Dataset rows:

---

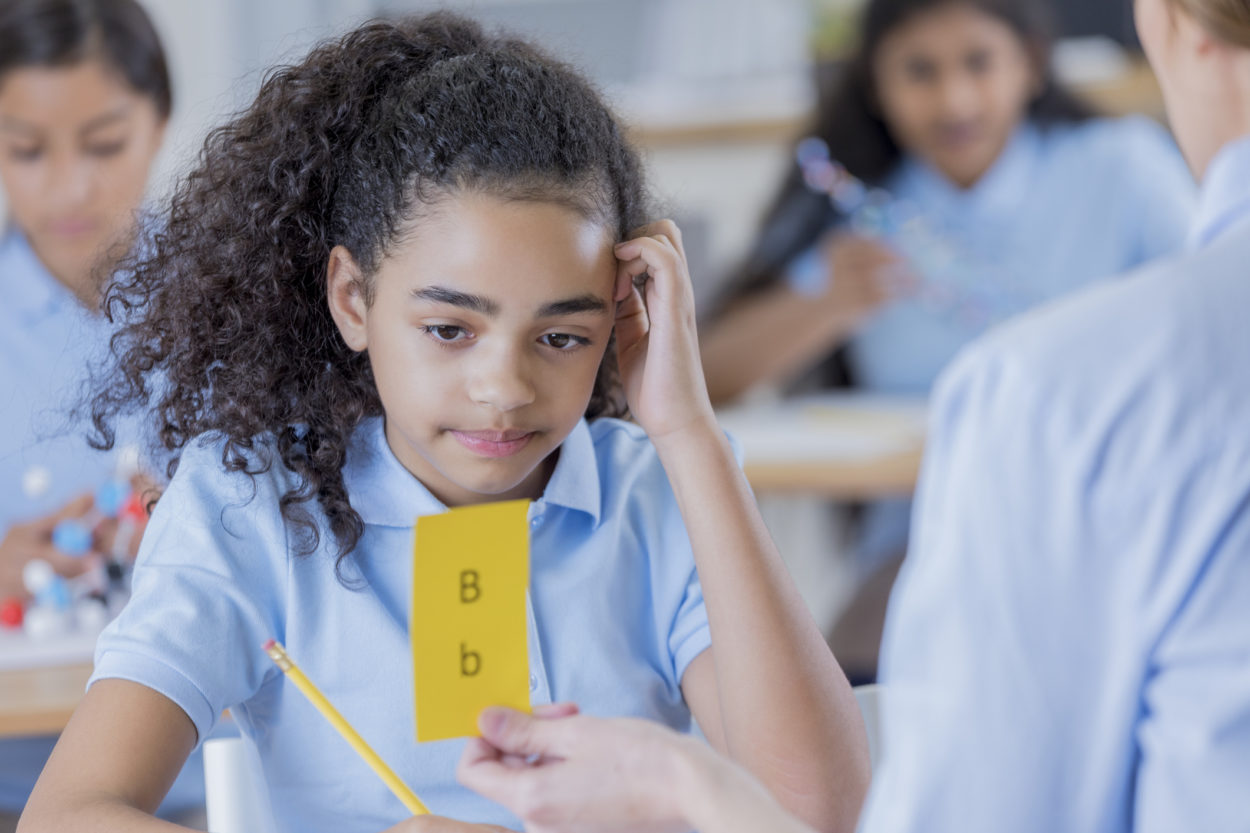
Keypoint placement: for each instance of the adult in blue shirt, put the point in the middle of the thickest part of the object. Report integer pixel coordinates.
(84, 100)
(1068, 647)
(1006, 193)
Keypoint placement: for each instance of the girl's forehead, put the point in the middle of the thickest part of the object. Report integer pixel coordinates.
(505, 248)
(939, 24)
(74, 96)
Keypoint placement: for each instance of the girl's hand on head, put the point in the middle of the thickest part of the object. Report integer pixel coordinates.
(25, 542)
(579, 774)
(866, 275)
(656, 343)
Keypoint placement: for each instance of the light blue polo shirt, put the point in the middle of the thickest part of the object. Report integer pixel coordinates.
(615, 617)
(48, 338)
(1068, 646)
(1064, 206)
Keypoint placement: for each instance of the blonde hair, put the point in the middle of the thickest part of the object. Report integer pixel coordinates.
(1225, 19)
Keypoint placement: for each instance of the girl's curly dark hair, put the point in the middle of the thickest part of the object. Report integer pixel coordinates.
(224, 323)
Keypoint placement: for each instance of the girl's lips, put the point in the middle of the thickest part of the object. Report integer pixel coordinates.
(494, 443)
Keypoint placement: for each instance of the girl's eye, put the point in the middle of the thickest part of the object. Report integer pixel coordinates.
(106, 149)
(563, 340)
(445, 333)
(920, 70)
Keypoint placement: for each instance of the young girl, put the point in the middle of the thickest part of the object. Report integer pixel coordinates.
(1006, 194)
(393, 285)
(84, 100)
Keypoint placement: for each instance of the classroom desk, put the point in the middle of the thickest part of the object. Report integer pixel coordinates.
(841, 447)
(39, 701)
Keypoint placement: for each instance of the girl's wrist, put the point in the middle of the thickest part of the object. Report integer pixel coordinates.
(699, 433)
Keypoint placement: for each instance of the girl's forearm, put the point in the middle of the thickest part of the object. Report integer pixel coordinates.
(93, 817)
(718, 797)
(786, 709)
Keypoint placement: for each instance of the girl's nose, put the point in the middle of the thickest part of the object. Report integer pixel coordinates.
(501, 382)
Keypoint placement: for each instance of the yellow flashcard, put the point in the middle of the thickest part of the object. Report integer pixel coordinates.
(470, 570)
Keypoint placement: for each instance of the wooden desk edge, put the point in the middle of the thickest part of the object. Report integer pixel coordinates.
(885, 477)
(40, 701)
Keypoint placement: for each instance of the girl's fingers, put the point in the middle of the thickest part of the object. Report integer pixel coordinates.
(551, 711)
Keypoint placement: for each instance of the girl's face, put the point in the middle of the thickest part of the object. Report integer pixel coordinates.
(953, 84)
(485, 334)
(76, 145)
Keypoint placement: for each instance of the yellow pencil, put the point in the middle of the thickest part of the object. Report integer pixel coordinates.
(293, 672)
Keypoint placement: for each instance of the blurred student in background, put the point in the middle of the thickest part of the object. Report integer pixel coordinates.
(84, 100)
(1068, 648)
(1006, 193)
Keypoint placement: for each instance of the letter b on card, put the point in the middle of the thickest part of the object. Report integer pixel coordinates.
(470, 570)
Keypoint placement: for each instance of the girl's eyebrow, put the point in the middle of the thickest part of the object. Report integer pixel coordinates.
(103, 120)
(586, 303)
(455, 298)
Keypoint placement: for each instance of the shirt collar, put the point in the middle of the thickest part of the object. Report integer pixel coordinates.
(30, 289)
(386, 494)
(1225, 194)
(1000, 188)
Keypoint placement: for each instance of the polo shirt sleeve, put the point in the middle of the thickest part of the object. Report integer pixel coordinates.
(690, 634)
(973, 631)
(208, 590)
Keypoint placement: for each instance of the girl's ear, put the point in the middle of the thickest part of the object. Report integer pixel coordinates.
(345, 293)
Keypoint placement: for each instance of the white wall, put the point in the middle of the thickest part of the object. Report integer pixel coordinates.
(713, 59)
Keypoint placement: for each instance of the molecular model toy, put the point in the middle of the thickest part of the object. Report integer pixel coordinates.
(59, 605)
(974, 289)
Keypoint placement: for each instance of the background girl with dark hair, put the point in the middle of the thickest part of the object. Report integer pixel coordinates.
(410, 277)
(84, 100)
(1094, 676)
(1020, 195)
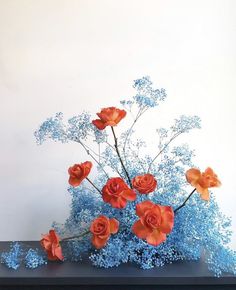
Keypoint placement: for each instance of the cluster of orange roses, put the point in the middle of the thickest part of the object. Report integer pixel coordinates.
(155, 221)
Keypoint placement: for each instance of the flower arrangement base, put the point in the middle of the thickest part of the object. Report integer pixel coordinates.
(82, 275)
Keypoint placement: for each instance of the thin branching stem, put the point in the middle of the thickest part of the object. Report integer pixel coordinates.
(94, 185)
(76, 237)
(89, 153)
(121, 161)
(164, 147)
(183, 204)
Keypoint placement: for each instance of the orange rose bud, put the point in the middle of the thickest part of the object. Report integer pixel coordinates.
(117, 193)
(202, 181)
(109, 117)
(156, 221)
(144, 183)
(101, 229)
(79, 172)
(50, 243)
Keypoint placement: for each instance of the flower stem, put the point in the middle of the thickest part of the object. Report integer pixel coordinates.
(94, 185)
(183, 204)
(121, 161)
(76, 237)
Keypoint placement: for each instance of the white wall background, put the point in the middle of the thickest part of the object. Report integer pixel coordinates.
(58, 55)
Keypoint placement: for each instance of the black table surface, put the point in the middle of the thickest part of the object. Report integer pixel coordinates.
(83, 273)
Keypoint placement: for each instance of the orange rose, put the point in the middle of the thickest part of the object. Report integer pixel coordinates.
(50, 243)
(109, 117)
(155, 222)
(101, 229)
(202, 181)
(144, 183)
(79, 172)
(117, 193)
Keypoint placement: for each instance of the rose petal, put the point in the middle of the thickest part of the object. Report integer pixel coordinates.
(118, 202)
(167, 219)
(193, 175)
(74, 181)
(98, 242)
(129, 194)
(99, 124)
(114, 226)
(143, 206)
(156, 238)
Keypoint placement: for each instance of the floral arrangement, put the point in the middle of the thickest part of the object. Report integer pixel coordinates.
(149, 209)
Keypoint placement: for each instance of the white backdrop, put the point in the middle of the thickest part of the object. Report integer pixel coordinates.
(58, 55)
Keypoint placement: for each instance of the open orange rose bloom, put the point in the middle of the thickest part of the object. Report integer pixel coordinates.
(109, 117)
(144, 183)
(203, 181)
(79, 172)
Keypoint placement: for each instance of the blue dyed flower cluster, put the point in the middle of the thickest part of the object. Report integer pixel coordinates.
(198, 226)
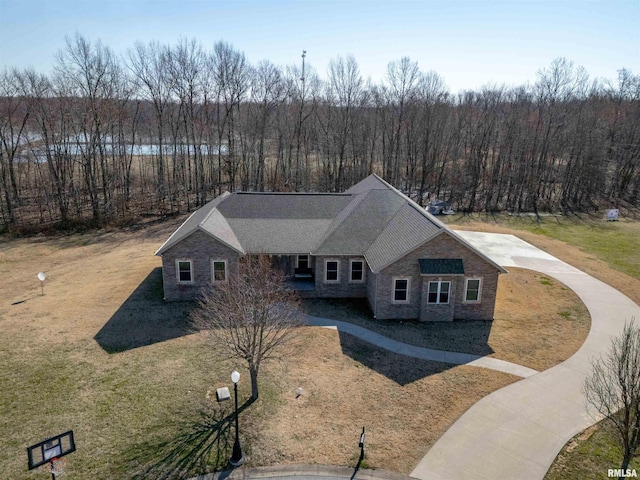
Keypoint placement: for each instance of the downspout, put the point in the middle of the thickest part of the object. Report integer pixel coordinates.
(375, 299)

---

TASK GOAL – Copy out, character for character, the stretch of the records from the line containing "Keypoint placement: for each instance of the downspout, put" through the end of the records.

FINISHED TASK –
Keypoint placement: for each instance of the downspout, put the point in the middle of the thickest part of the object. Report integer pixel coordinates.
(375, 299)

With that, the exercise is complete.